[Short problem] Collect each line in the records below that contains the word "this", counting only matches with the same capitalization. Copy those lines.

# Records for processing start

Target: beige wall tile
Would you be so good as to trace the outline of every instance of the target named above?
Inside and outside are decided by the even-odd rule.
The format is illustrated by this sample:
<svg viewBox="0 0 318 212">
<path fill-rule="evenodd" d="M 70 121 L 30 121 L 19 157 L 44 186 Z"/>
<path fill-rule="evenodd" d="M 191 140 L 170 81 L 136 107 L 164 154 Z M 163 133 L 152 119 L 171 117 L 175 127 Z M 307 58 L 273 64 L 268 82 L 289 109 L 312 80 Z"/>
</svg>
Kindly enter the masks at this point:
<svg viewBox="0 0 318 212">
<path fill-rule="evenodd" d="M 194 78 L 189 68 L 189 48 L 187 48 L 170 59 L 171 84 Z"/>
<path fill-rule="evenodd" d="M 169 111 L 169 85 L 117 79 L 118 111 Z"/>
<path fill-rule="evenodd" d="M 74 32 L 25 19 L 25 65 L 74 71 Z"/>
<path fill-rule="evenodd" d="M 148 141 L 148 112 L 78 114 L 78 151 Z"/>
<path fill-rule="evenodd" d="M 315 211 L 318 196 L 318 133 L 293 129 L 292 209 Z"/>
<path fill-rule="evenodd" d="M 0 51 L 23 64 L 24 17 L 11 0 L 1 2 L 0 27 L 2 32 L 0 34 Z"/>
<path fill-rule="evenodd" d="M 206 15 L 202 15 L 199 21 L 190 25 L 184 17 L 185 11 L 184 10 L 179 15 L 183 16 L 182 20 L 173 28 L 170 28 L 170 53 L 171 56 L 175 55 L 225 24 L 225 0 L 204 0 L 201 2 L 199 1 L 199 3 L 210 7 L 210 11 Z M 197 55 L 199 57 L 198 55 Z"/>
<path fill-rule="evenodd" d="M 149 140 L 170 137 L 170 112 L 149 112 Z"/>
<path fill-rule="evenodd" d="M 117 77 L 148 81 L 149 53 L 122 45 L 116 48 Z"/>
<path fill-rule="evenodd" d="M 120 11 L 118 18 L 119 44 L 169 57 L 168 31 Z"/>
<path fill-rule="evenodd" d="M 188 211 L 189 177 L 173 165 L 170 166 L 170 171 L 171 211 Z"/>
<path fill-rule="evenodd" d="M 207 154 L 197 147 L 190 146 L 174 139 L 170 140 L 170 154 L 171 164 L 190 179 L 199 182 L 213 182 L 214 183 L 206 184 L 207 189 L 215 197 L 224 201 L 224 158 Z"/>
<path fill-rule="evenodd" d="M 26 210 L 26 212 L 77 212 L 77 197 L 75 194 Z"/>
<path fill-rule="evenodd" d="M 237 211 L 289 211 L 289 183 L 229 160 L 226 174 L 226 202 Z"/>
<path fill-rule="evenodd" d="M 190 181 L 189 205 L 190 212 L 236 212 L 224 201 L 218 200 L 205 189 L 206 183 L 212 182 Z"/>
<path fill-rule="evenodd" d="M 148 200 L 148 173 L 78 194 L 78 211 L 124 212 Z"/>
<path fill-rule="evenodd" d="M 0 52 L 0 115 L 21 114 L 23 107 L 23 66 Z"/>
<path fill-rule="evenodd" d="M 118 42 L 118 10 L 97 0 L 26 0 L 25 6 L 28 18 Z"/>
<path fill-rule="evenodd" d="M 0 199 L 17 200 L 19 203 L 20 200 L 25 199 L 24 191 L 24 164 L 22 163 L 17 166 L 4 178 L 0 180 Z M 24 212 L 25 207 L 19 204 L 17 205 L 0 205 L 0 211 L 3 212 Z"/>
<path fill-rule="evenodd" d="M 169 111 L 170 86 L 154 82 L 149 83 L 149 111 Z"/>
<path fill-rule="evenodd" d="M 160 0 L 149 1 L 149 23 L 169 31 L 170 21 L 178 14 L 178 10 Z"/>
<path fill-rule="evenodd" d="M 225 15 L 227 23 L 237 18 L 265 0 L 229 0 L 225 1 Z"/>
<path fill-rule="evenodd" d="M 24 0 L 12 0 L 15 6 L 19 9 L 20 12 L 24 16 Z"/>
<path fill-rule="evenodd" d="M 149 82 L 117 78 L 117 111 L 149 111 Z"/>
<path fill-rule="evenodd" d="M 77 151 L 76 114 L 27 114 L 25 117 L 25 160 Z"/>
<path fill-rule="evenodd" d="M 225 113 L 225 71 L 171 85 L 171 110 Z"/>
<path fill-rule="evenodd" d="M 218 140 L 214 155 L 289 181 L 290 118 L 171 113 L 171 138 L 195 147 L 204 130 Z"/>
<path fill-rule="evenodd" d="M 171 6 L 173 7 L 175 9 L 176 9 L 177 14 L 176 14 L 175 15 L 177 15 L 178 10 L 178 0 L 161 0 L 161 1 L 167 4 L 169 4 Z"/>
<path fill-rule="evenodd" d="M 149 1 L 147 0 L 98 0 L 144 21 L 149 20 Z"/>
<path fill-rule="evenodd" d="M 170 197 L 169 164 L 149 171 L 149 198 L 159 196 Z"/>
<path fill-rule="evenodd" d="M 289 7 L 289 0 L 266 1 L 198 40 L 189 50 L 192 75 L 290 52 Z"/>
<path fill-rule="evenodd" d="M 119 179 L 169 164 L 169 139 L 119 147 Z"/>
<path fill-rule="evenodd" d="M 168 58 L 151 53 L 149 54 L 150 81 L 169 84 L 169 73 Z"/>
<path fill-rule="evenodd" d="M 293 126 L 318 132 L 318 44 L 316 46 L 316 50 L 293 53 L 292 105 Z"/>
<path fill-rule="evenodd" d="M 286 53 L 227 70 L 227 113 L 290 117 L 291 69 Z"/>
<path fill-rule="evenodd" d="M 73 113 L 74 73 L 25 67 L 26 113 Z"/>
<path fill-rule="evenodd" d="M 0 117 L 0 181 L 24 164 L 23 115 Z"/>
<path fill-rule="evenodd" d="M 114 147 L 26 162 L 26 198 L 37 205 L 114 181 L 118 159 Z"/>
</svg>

# Records for processing end

[Complete answer]
The format is illustrated by this sample:
Kindly enter the masks at this point:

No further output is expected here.